## What is required
Please switch every "retail shelf audit" in the records below to "plant survey" and repeat them with nothing else changed, leaving out the pictures.

## Supplied information

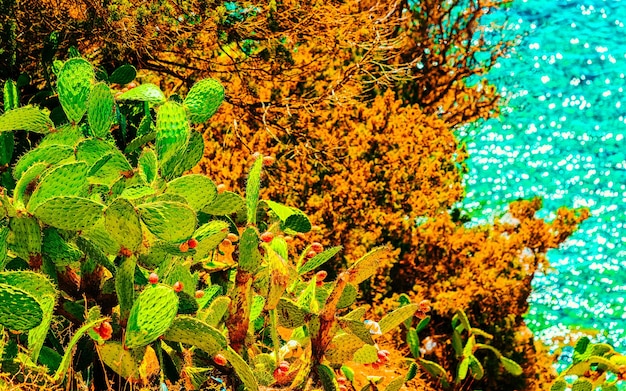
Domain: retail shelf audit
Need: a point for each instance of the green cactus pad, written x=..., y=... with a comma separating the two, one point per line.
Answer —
x=120, y=360
x=214, y=314
x=264, y=364
x=50, y=155
x=95, y=253
x=69, y=213
x=342, y=348
x=25, y=237
x=100, y=110
x=38, y=285
x=192, y=331
x=203, y=100
x=198, y=190
x=137, y=192
x=191, y=154
x=125, y=285
x=357, y=327
x=327, y=378
x=11, y=96
x=291, y=218
x=249, y=254
x=27, y=118
x=348, y=296
x=74, y=84
x=29, y=177
x=91, y=150
x=122, y=222
x=66, y=180
x=209, y=236
x=169, y=221
x=241, y=369
x=100, y=237
x=7, y=146
x=253, y=187
x=395, y=318
x=123, y=75
x=151, y=315
x=144, y=93
x=178, y=272
x=367, y=354
x=18, y=301
x=367, y=265
x=319, y=260
x=68, y=135
x=582, y=385
x=147, y=165
x=225, y=203
x=37, y=335
x=173, y=131
x=290, y=315
x=511, y=366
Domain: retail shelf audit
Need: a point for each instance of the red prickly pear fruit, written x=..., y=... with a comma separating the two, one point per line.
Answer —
x=268, y=160
x=317, y=247
x=267, y=237
x=192, y=243
x=106, y=331
x=220, y=359
x=383, y=355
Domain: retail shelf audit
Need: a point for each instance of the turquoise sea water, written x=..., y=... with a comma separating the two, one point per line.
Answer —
x=562, y=137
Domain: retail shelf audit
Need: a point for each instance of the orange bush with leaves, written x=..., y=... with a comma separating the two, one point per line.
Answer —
x=358, y=101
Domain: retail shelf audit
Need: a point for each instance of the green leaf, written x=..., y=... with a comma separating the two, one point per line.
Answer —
x=100, y=110
x=291, y=218
x=69, y=213
x=27, y=118
x=511, y=366
x=66, y=180
x=151, y=315
x=145, y=93
x=198, y=190
x=169, y=221
x=319, y=260
x=121, y=220
x=203, y=100
x=74, y=85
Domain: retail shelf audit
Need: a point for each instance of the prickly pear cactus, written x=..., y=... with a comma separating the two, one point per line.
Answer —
x=151, y=315
x=74, y=83
x=203, y=100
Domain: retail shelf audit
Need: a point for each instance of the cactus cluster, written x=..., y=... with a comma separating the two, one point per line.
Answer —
x=159, y=268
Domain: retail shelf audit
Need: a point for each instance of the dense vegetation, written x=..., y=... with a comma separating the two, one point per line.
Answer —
x=357, y=102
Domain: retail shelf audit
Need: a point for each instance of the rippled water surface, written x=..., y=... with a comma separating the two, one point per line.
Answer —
x=563, y=138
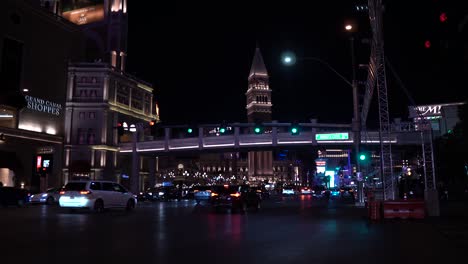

## Reply
Domain: plant survey
Need: a point for each instance of the green cactus pad, written x=..., y=... with a comma separating the two, one point per line.
Answer —
x=120, y=360
x=214, y=314
x=264, y=364
x=50, y=155
x=95, y=253
x=69, y=213
x=342, y=348
x=25, y=237
x=100, y=110
x=38, y=285
x=192, y=331
x=203, y=100
x=198, y=190
x=137, y=192
x=191, y=154
x=125, y=285
x=357, y=327
x=327, y=378
x=11, y=96
x=291, y=218
x=249, y=254
x=27, y=118
x=348, y=296
x=74, y=84
x=29, y=177
x=91, y=150
x=122, y=222
x=66, y=180
x=209, y=236
x=169, y=221
x=241, y=369
x=100, y=237
x=7, y=146
x=253, y=187
x=395, y=318
x=123, y=75
x=151, y=315
x=144, y=93
x=178, y=272
x=367, y=354
x=18, y=301
x=367, y=265
x=319, y=260
x=68, y=135
x=582, y=385
x=147, y=165
x=225, y=203
x=37, y=335
x=173, y=131
x=290, y=315
x=511, y=366
Domain: plant survey
Need: a point for each instance of the red prickly pear fruit, written x=..., y=... with a comma separating the two, one point per line.
Answer —
x=268, y=160
x=317, y=247
x=267, y=237
x=192, y=243
x=106, y=331
x=220, y=359
x=383, y=355
Domain: plant survey
Need: a point for each instance of the turquoise sea water, written x=..., y=... with a comma separating the two, one point per line.
Answer —
x=562, y=137
Domain: plant survey
Need: a point for each instance of the orange bush with leaves, written x=..., y=... with a comma separating the two, one point per line.
Answer —
x=358, y=101
Domain: plant survey
Need: a point for each instance of the green leaf, written x=..., y=... with a comma separating the two, one point per line.
Answer —
x=100, y=110
x=291, y=218
x=69, y=213
x=27, y=118
x=511, y=366
x=66, y=180
x=151, y=315
x=145, y=93
x=198, y=190
x=169, y=221
x=319, y=260
x=121, y=220
x=203, y=100
x=74, y=85
Domain: plant survey
Need: a point for each instance of the prickly pear cactus, written x=..., y=... with a comma separating the two, one point per line.
Answer —
x=151, y=315
x=74, y=83
x=203, y=100
Domain: plant survey
Need: a point for each instance of the cactus cluster, written x=..., y=... with a comma separating the two, one point per line.
Answer —
x=159, y=268
Domain: plant survey
Need: a point for each instance of the dense vegetation, written x=..., y=... with a comma separating the two, one point per line.
Answer —
x=357, y=102
Domain: plant survey
Need: a point for each instance of the rippled water surface, written x=..., y=... with a comma separating the two, one point per line.
Answer —
x=563, y=138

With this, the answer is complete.